## START
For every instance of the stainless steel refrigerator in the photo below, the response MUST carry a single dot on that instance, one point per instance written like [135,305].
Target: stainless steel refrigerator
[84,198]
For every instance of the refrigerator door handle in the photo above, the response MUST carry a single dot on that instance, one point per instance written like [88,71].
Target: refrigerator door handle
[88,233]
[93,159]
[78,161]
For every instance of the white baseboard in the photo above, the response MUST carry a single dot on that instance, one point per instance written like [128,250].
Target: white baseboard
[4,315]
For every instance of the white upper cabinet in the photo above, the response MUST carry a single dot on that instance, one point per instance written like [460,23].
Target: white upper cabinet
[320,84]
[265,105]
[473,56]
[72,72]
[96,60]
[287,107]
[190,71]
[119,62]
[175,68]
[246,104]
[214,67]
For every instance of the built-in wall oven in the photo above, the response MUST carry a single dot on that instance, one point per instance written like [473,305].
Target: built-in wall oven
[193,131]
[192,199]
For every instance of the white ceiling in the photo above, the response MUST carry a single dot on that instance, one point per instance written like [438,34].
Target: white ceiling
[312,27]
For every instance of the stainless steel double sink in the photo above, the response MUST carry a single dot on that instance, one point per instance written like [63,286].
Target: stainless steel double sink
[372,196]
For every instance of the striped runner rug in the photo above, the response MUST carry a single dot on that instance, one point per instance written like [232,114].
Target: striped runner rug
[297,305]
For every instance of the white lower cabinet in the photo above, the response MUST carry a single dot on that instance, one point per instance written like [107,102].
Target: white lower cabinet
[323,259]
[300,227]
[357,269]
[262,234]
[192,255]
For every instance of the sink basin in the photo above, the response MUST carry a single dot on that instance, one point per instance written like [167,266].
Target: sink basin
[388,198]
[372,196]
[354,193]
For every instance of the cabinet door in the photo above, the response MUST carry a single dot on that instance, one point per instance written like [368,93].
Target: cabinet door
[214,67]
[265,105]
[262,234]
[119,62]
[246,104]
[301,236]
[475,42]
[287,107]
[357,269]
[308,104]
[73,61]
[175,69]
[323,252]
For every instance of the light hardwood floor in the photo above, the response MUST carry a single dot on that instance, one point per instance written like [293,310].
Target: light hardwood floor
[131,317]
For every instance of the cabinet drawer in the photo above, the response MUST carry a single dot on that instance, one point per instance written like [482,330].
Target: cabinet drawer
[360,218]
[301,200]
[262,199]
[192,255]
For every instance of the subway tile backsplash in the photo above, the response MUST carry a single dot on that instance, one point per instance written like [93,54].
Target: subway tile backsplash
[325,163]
## END
## START
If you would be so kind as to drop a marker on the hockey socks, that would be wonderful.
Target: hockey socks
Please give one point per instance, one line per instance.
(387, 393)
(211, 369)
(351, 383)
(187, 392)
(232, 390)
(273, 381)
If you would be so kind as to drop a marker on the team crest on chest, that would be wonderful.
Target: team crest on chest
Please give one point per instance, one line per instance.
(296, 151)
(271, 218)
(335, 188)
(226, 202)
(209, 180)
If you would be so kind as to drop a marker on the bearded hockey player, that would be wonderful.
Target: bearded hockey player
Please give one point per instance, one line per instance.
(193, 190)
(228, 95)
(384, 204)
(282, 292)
## END
**Problem details**. Pull out each line above that contains the word "lower", copying every such line in full. Case counts, so skip any line where the word appears only with different capitalization.

**Output of the exercise**.
For every instance of the white lower cabinet in the photo above, the response MUST carry a single dot on that instance, one point per instance written like [107,102].
Target: white lower cabinet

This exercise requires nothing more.